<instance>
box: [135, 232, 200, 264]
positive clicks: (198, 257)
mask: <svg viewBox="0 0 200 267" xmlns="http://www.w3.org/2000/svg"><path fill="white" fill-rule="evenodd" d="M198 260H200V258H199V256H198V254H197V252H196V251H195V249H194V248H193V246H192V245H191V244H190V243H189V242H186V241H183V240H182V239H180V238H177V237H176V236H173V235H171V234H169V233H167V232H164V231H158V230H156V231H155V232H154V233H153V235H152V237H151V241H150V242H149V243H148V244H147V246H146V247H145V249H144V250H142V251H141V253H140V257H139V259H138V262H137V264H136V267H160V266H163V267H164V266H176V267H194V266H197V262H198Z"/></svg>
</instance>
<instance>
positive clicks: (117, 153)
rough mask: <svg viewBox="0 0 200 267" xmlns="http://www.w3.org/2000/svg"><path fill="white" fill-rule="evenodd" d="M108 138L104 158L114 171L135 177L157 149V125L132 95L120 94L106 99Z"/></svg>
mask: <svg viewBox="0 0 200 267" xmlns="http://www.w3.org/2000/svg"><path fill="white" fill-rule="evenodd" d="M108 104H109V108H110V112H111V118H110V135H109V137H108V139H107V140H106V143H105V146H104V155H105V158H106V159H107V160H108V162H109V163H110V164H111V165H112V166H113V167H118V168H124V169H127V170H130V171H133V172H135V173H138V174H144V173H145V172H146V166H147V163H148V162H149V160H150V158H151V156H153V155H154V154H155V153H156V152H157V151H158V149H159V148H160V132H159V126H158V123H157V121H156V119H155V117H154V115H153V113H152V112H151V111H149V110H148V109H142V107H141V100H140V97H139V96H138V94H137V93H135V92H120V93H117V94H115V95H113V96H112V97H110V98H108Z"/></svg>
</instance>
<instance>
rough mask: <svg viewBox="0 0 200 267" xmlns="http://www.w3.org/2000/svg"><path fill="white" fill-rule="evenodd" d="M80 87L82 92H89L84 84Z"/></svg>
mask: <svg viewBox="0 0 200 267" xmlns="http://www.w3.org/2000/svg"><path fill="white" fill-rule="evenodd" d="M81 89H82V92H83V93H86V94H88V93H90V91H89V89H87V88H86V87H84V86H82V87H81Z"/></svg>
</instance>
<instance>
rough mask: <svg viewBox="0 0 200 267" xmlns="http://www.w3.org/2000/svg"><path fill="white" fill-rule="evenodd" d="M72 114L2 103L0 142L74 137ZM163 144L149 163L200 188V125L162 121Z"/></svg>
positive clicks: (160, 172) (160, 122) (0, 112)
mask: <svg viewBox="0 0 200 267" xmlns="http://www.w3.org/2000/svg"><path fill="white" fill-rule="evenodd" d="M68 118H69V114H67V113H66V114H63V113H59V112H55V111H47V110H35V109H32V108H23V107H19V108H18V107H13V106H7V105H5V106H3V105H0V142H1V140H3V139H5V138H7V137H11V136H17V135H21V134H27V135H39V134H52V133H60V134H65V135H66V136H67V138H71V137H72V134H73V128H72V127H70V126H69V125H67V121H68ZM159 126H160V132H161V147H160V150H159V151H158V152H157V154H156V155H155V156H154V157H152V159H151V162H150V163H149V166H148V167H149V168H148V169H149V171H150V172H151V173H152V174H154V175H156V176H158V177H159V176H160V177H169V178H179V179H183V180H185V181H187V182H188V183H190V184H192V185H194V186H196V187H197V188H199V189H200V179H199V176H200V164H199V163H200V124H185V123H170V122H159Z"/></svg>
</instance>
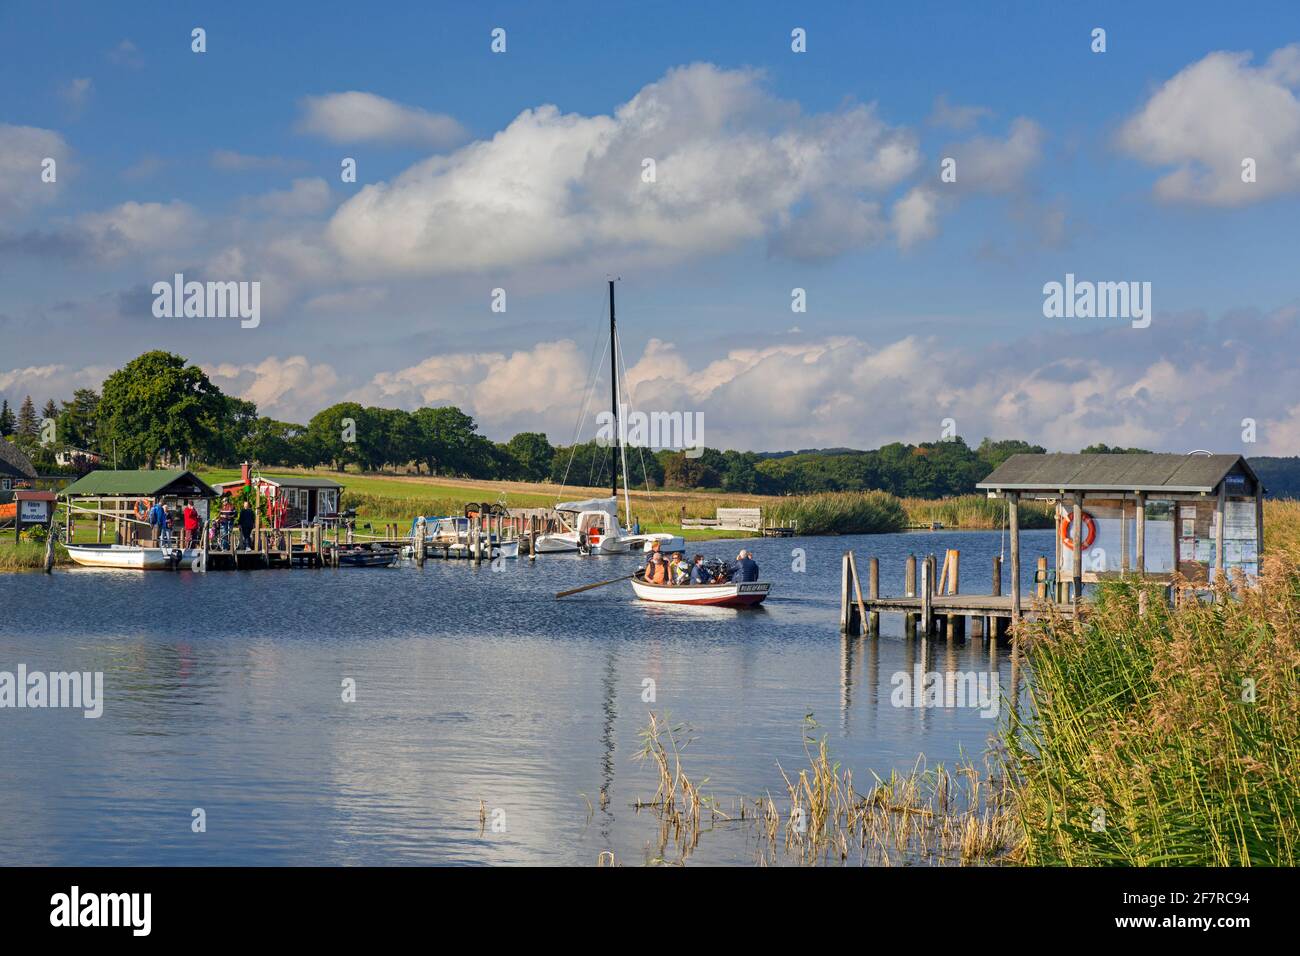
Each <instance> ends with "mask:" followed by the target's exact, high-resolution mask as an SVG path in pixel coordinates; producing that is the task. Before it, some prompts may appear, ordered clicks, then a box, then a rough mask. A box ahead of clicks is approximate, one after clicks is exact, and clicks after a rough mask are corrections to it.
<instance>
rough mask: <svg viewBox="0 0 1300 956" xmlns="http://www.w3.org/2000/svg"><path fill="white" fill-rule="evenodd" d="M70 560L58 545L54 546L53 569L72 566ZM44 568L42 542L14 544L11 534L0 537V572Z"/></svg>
mask: <svg viewBox="0 0 1300 956" xmlns="http://www.w3.org/2000/svg"><path fill="white" fill-rule="evenodd" d="M72 563H73V562H72V558H69V557H68V551H65V550H64V549H62V548H60V546H59V545H55V567H62V566H65V564H72ZM44 566H45V545H44V542H40V544H38V542H34V541H19V542H17V544H16V542H14V540H13V532H12V531H10V532H8V533H5V535H4V536H0V571H38V570H40V568H43V567H44Z"/></svg>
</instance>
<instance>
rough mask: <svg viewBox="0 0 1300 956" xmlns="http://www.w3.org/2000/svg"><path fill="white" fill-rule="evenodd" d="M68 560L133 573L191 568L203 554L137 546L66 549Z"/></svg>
mask: <svg viewBox="0 0 1300 956" xmlns="http://www.w3.org/2000/svg"><path fill="white" fill-rule="evenodd" d="M66 548H68V557H70V558H72V559H73V561H75V562H77V563H78V564H82V566H83V567H117V568H127V570H134V571H170V570H172V568H174V567H178V566H186V567H191V566H192V564H194V562H195V561H196V559H200V558H201V555H203V551H201V550H200V549H198V548H142V546H139V545H68V546H66Z"/></svg>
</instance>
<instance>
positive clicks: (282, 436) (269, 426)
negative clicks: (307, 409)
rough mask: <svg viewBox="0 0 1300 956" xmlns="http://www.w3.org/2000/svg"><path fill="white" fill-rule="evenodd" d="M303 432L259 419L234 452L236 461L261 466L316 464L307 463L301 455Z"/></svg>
mask: <svg viewBox="0 0 1300 956" xmlns="http://www.w3.org/2000/svg"><path fill="white" fill-rule="evenodd" d="M305 431H307V429H305V428H303V427H302V425H294V424H289V423H286V421H276V420H274V419H268V418H260V419H257V420H256V421H253V423H252V425H251V427H250V429H248V434H247V436H246V438H244V442H243V445H240V447H239V450H238V455H239V459H240V460H247V462H256V463H257V464H263V466H272V464H278V466H295V464H316V462H315V460H308V459H309V455H304V454H303V449H302V441H303V436H304V433H305Z"/></svg>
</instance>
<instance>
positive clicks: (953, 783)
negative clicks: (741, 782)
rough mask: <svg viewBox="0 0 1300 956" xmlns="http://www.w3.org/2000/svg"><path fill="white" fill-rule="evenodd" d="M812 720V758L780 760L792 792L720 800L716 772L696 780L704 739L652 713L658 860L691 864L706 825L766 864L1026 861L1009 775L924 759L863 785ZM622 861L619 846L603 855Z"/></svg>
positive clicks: (644, 733) (757, 862) (809, 725)
mask: <svg viewBox="0 0 1300 956" xmlns="http://www.w3.org/2000/svg"><path fill="white" fill-rule="evenodd" d="M815 731H816V723H815V722H813V719H811V718H809V719H807V722H806V724H805V735H803V750H805V756H806V760H807V766H805V767H800V769H797V770H792V771H789V773H788V771H787V770H785V769H784V767H780V765H777V770H779V774H780V778H781V780H783V782H784V788H785V792H784V795H781V797H780V799H779V800H777V799H776V797H774V796H772V795H771V793H766V795H763V796H761V797H753V799H737V800H733V801H732V803H731V804H729V805H728V806H723V805H720V804H719V803H718V801H716V800H715V799H714V797H712V796H708V795H707V793H705V792H703V791H702V787H703V786H705V784H706V783H707V778H705V779H701V780H698V783H697V782H695V780H693V778H692V777H690V775H689V774H686V771H685V769H684V766H682V752H684V750H685V749H686V745H688V744H689V743H690V741H692V740H693V739H694V735H693V732H692V731H690V730H689V727H686V726H685V724H677V726H672V724H671V722H669V721H668V718H667V717H664V718H660V717H658V715H656V714H654V713H651V714H650V717H649V724H647V727H646V730H645V731H642V734H641V737H642V744H643V745H642V749H641V750H640V752H638V753H637V757H638V758H640V760H643V761H647V762H650V763H651V765H653V766H654V767H655V769H656V771H658V778H659V787H658V790H656V792H655V795H654V797H653V799H650V800H638V801H637V803H636V804H634V808H636V809H637V812H638V813H640V812H642V810H649V812H651V813H653V814H654V816H655V819H656V823H658V843H656V847H655V849H654V851H653V852H651V855H650V857H649V860H650V862H653V864H660V865H664V864H667V865H682V864H685V862H686V861H688V860H689V857H690V855H692V852H693V851H694V849H695V848H697V847H698V844H699V840H701V836H702V835H703V834H707V832H711V831H715V830H724V829H728V830H736V829H738V830H741V831H742V832H744V834H745V835H746V838H748V839H749V840H750V843H751V845H753V849H754V855H755V856H754V861H755V864H758V865H763V866H771V865H783V864H788V865H805V866H815V865H846V864H850V862H854V864H862V865H884V866H888V865H894V864H910V865H915V864H930V865H991V864H1005V862H1014V861H1018V860H1019V857H1021V853H1022V849H1021V847H1022V836H1021V832H1019V826H1018V817H1017V814H1015V813H1014V812H1013V809H1011V806H1010V800H1011V792H1010V791H1009V790H1008V787H1006V786H1005V784H1004V783H1002V779H1004V778H1002V777H1001V775H1000V774H995V773H992V771H989V770H987V769H985V771H979V770H978V769H975V767H974V766H972V765H969V763H967V765H963V766H961V767H958V769H957V770H948V769H946V767H944V766H937V767H933V769H928V767H926V765H924V760H923V758H922V760H918V763H917V766H915V767H914V769H913V770H911V771H910V773H907V774H898V773H891V775H889V777H888V778H887V779H881V778H879V777H874V782H872V784H871V786H870V787H868V788H867V790H866V791H865V792H859V791H858V790H857V788H855V786H854V780H853V773H852V771H850V770H846V769H844V767H841V766H840V763H839V762H836V761H835V760H833V758H832V757H831V753H829V750H828V744H827V739H826V737H824V736H822V737H818V736H815ZM598 862H604V864H610V865H612V864H614V862H615V861H614V857H612V853H608V855H606V853H602V860H601V861H598Z"/></svg>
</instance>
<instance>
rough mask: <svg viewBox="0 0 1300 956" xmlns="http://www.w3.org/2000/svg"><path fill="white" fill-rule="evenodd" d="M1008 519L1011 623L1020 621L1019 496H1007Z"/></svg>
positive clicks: (1020, 571) (1019, 506)
mask: <svg viewBox="0 0 1300 956" xmlns="http://www.w3.org/2000/svg"><path fill="white" fill-rule="evenodd" d="M1008 519H1009V520H1010V524H1011V622H1013V623H1019V620H1021V496H1019V494H1018V493H1015V492H1011V494H1010V496H1008Z"/></svg>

--

From the first line of the listing above to the line with "positive clicks: (117, 153)", please transcribe each line exactly, both ends included, and nothing beyond that.

<instance>
box: [135, 232, 200, 264]
positive clicks: (198, 257)
mask: <svg viewBox="0 0 200 267" xmlns="http://www.w3.org/2000/svg"><path fill="white" fill-rule="evenodd" d="M198 260H200V258H199V256H198V254H197V252H196V251H195V249H194V248H193V246H192V245H191V244H190V243H189V242H186V241H183V240H182V239H180V238H177V237H176V236H173V235H171V234H169V233H167V232H164V231H158V230H156V231H155V232H154V233H153V235H152V237H151V241H150V242H149V243H148V244H147V246H146V247H145V249H144V250H142V251H141V253H140V257H139V259H138V262H137V264H136V267H160V266H163V267H164V266H176V267H194V266H197V262H198Z"/></svg>
</instance>
<instance>
positive clicks: (117, 153)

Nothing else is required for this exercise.